* START *

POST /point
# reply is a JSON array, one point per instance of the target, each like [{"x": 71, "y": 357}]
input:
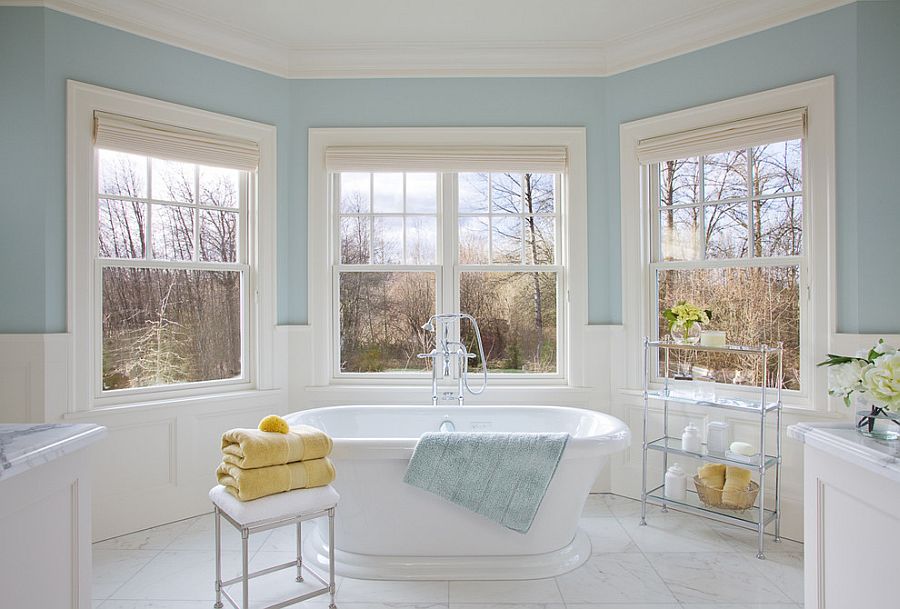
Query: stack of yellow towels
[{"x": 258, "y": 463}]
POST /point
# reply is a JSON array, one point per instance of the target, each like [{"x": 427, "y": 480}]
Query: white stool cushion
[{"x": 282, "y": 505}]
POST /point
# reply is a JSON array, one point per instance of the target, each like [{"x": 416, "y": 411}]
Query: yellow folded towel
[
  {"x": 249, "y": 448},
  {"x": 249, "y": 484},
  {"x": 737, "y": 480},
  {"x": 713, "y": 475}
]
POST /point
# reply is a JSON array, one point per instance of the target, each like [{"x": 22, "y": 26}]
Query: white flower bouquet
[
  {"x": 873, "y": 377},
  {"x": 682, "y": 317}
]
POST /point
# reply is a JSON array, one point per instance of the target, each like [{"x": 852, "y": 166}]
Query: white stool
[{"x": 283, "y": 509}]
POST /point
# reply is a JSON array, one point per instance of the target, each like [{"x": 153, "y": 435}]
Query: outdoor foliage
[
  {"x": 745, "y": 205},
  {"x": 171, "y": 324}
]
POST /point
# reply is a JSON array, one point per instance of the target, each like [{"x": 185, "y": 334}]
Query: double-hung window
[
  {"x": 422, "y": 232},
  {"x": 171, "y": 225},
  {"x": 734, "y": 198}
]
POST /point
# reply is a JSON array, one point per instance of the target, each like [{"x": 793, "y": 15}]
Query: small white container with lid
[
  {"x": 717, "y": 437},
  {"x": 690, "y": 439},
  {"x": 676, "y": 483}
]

* END *
* START *

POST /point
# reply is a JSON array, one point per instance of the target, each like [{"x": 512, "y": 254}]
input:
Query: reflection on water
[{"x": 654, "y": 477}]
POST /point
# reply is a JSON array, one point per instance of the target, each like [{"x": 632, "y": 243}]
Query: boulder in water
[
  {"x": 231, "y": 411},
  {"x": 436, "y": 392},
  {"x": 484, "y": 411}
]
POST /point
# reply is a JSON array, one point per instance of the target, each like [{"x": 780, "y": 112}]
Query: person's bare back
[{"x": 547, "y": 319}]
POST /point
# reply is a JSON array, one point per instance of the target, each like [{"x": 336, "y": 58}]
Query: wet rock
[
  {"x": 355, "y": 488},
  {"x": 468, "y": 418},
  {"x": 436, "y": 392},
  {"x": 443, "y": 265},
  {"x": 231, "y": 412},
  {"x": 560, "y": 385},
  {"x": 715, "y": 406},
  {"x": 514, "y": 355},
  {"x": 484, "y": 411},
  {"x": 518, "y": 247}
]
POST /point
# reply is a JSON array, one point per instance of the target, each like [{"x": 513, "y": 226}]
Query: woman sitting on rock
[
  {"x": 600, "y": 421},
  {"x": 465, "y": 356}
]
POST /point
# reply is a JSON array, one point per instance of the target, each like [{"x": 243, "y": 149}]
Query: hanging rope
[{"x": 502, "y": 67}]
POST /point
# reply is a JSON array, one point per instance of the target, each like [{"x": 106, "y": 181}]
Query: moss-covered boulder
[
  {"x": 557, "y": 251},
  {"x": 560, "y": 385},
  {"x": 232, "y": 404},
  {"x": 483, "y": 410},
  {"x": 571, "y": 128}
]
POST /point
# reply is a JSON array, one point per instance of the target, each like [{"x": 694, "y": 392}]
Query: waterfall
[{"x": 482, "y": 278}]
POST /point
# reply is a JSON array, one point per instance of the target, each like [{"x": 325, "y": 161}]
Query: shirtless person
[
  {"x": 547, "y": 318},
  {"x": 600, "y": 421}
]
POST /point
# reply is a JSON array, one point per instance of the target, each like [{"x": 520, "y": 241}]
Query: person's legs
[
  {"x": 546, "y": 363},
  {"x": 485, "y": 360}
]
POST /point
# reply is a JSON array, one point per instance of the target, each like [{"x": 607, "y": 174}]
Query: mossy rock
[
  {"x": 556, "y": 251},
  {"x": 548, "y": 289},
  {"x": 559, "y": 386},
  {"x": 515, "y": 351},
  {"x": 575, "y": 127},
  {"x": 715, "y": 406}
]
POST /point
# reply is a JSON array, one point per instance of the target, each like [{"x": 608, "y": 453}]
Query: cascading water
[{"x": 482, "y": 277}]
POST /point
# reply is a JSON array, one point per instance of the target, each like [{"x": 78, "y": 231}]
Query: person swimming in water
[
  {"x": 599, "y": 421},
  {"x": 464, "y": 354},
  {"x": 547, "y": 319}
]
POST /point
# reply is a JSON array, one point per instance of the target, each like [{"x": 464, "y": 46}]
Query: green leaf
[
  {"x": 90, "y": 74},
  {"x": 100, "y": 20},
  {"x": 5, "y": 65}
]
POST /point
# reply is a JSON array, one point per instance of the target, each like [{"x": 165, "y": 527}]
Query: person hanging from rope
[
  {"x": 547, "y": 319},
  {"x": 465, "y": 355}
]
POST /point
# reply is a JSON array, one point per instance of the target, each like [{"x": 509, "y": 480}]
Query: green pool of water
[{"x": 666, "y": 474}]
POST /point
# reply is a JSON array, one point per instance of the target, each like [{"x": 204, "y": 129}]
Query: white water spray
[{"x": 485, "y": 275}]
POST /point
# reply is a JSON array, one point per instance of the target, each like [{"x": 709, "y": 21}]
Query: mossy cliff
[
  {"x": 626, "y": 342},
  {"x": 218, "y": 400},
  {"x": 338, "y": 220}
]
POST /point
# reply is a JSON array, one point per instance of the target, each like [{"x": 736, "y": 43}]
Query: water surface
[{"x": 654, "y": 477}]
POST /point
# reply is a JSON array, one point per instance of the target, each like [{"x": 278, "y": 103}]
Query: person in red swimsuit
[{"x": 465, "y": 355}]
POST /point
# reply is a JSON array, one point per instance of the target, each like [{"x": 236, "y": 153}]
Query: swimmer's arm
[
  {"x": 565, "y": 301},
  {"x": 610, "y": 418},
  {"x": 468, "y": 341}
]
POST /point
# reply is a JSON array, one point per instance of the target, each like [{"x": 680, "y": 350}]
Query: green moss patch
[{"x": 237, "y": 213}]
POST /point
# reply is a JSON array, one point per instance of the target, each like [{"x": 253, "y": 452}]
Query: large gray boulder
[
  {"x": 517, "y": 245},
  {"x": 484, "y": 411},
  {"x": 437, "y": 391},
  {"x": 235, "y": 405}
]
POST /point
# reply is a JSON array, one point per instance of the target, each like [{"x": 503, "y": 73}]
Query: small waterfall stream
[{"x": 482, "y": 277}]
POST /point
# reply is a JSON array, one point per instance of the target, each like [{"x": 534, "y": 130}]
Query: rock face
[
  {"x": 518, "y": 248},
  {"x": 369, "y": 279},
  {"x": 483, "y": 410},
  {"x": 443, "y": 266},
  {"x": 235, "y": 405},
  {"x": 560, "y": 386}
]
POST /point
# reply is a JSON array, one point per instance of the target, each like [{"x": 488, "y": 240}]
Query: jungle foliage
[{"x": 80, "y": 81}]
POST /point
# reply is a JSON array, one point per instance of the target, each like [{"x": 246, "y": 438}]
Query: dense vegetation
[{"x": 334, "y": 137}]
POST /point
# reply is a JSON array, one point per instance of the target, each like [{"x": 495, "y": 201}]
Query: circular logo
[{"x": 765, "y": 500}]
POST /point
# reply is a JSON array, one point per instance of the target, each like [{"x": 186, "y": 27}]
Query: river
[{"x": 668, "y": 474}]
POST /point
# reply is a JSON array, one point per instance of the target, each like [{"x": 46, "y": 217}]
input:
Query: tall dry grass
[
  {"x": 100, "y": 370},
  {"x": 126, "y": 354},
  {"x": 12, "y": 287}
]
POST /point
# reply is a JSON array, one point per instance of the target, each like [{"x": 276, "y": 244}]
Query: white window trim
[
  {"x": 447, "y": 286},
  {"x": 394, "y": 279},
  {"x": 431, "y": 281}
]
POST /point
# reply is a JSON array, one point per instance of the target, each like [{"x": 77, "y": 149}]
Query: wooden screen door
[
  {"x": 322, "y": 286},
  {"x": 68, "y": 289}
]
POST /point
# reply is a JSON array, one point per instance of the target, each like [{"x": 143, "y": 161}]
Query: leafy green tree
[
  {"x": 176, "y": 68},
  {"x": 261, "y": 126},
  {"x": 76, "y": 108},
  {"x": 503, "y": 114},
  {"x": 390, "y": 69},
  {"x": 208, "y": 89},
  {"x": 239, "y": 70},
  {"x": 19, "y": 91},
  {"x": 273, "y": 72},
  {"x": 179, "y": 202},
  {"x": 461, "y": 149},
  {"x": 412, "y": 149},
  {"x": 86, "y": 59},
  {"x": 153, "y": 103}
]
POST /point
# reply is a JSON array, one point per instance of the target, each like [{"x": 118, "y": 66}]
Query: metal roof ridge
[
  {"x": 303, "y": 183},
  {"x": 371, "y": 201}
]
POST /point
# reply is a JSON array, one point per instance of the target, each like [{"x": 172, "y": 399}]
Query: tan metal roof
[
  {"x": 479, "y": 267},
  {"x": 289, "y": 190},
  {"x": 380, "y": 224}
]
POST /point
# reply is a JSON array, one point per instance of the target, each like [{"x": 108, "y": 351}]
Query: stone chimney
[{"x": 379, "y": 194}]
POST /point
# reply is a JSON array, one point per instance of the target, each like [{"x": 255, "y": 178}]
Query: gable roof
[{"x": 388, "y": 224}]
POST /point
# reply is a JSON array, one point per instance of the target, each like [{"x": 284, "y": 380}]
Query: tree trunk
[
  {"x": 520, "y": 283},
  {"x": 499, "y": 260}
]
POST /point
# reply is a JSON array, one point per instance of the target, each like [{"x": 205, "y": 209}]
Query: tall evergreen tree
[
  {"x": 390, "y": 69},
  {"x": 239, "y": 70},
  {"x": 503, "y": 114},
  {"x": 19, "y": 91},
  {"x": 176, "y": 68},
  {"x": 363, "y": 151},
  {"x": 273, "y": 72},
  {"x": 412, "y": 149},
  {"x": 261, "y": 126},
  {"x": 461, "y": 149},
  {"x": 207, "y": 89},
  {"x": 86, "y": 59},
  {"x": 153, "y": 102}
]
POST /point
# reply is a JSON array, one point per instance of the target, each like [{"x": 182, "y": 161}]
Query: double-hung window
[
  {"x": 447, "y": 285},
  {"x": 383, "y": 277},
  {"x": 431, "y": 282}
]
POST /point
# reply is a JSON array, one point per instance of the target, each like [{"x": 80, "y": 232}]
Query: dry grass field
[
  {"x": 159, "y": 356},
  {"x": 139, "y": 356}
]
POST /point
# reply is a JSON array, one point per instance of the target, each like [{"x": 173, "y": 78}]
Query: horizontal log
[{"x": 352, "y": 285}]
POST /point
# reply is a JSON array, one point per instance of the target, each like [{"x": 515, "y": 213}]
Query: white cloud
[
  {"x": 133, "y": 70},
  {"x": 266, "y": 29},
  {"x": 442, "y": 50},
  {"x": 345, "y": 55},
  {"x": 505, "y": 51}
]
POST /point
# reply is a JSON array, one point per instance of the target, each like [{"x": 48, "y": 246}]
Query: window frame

* END *

Task prompt »
Collect every line in the data above that contains the word "foliage" and list those lines.

Final answer »
Query: outdoor foliage
Query: jungle foliage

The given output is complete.